SUPPLIED TEXT:
Segment Open

Wednesday, March 15, 2006

Jobs in Valhalla

Inspired by Night Planet landlord Stanley Roper, the Malcontent offers its own list of jobs that suck (a couple of which are based on personal experience):

We agree on:

*Telemarketer (no description needed)

*Crystal meth dealer (bad hours)

*Math teacher (like herding cats, plus we hate math)

*Car salesman (no description needed)

*Pyramid schemer (or "Octagons of Opportunity," as Malcontenter Bobby Bubbles calls them)

*Assistant to any Hollywood star (wiping away Halle Berry's tears, no thanks!)

*School guidance counselor (major in whatever the fuck you want in college, it's annoying to hear about)

*Anything at a Junior High/High School (After 11 years old is the "age of the turkey" as the Spanish say)

*Concessionaire (endless stairs, beer bellies, sore throats from yelling "Beah heah")

*Soup factory worker (all that clam chowder stirring, screw that!)

*Massage therapist (intimate touching with anyone who pays, sounds familiar)

***Most of the above comments are compliments of Stanley. He left little room for improvement.

To his list, I'd add:

*Tax attorney (taxes + lawyers = suicide)

Segment Closed

DATA SECTION:

Segment Open

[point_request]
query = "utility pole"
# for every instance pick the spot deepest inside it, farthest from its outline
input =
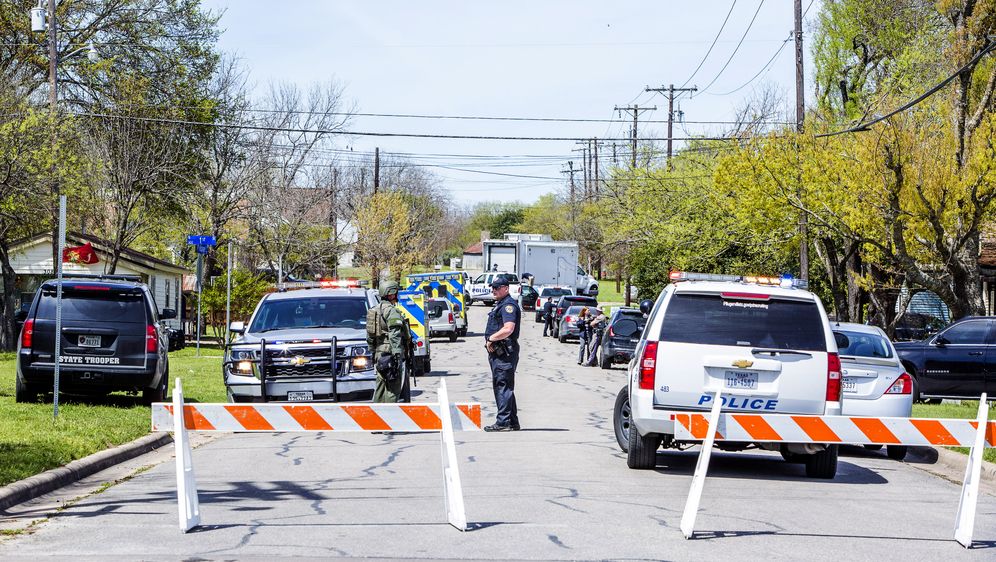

Segment Closed

SET OF TASKS:
a – Print the passage of the post on jobs that suck between "Wednesday, March 15, 2006" and "we hate math)", inclusive.
b – Proceed with the post on jobs that suck, writing onward from its last line.

ANSWERS IN ORDER:
a –
Wednesday, March 15, 2006

Jobs in Valhalla

Inspired by Night Planet landlord Stanley Roper, the Malcontent offers its own list of jobs that suck (a couple of which are based on personal experience):

We agree on:

*Telemarketer (no description needed)

*Crystal meth dealer (bad hours)

*Math teacher (like herding cats, plus we hate math)

b –
*Accountant (numbers, numbers everywhere ... aaaaaaaaaaaaaaaagh!)

*Sanitation worker (natch)

*Nanny (dealing with brats, changing diapers, no corporal punishment!)

*Proctologist (natch; can't even stand porn close-ups)

*Publicist (everything is great!)

*Activist (trafficking in cliche)

*Diversity coordinator (trafficking in cliche)

*Motivational speaker (my thesis script at USC was about the kidnapping of a self-help guru, so you know where I stand)

*Awards show writer (you, too, could be the next Bruce Vilanch)

*Local government reporter (been there, still scarred by those eight hour-long Clarke County Commission meetings)

*Disney temp (two of the longest weeks of my life)


*Mascot (walking around in a Pluto costume all day, entertaining children, taking picures with fat tourists ... welcome to Hell!)